Material World: Dying Younger
Life expectancy is usually calculated from birth, the average number of years a new-born baby can expect to live if the mortality rates pertaining at the time of their birth apply throughout their life. After decades of progress, there has been a turnaround.
In England and Wales, 1991 saw women living to 79 years and men to 73. By 2011, women were living to 83 years and men to 79 years. Since then little improvement has occurred. Figures for the period 2014 to 2016 were published in September 2017. Women can now expect to live to 83.06 and men to 79.40.
Looking ahead, one million earlier deaths are now projected to happen across the UK in the next 40 years by 2058. To calculate the figure of a million lives lost you have to subtract all the future deaths now predicted in the 2017 report, which was based on data from 2016, from those projected two years ago, based on a 2014 projection. By 2041, women will live to 86.2 years and men 83.4 years, projections by the Office for National Statistics showed. In both cases, that’s almost a whole year less than had been projected just two years earlier.
If you are in your forties or fifties and live in the UK this is mostly about you, the 411,000 women and 404,000 men aged between 40 and 60. Already in the 12 months between July 2016 and June 2017, it is calculated that 39,307 more people have died than were expected to die under the previous projections. The ONS project that there will be more than an extra 25,000 deaths between July 2017 and June 2018. Then an extra 27,000 deaths in the 12 months after that, more than an extra 28,000 deaths the year after that, and on and on and on
The projection of these extra deaths by 2058 is not due to the fact that there will simply be more people living in the UK in the future. The ONS projects less inward migration, nor will the extra early deaths be due to more expected births: the ONS projects lower birth rates. The extra million early deaths are simply the result of mortality rates either having risen or stalled in recent years. The UK’s lowly position compared to other European nations means that the stalling in life expectancy improvements has nothing to do with a limit being reached. As yet, nowhere has reached a limit, and many countries are now far ahead of the UK. There is no biological reason why life expectancy should be so low in the UK.

**********

→ **Work instructions**:
- a) Can you turn the paragraph of the life expectancy article beginning "In England and Wales, 1991 saw" into a short list that keeps its main figures?
- b) Can you reproduce the life expectancy article word for word from "In England and" to "men to 79.40."?
These rows have nothing to do with the life expectancy article.

[Segmentation mask data]
**********

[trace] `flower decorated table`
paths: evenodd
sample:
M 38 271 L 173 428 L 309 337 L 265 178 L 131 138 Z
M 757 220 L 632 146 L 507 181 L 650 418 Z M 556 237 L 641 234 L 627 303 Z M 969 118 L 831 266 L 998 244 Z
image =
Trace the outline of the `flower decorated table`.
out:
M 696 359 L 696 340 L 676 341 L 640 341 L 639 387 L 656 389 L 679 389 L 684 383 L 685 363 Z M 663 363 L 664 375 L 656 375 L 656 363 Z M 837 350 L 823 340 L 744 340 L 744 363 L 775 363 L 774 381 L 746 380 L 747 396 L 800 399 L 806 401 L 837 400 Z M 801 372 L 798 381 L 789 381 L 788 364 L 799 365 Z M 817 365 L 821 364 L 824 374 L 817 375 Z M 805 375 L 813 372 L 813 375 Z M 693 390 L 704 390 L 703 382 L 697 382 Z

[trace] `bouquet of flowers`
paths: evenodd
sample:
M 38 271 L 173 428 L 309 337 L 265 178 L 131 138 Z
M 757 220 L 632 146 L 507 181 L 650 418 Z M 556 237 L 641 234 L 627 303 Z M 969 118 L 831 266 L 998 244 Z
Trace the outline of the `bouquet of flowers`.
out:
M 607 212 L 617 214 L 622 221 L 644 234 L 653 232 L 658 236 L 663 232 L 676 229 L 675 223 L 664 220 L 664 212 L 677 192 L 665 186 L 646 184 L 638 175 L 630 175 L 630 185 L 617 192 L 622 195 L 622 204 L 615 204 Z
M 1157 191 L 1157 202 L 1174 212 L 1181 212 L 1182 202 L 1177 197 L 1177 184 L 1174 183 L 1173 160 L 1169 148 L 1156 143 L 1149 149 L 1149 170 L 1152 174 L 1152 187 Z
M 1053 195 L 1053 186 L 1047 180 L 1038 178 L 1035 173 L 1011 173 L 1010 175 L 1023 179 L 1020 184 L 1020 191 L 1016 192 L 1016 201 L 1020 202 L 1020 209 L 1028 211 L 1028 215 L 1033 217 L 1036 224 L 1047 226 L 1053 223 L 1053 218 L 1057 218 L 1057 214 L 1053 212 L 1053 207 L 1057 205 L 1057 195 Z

**********

→ **Answer list**:
- a)
- England and Wales, 1991: women lived to 79, men to 73.
- 2011: women lived to 83, men to 79.
- Little improvement has occurred since then.
- 2014–2016 figures (published September 2017): women can expect to live to 83.06, men to 79.40.

- b)
In England and Wales, 1991 saw women living to 79 years and men to 73. By 2011, women were living to 83 years and men to 79 years. Since then little improvement has occurred. Figures for the period 2014 to 2016 were published in September 2017. Women can now expect to live to 83.06 and men to 79.40.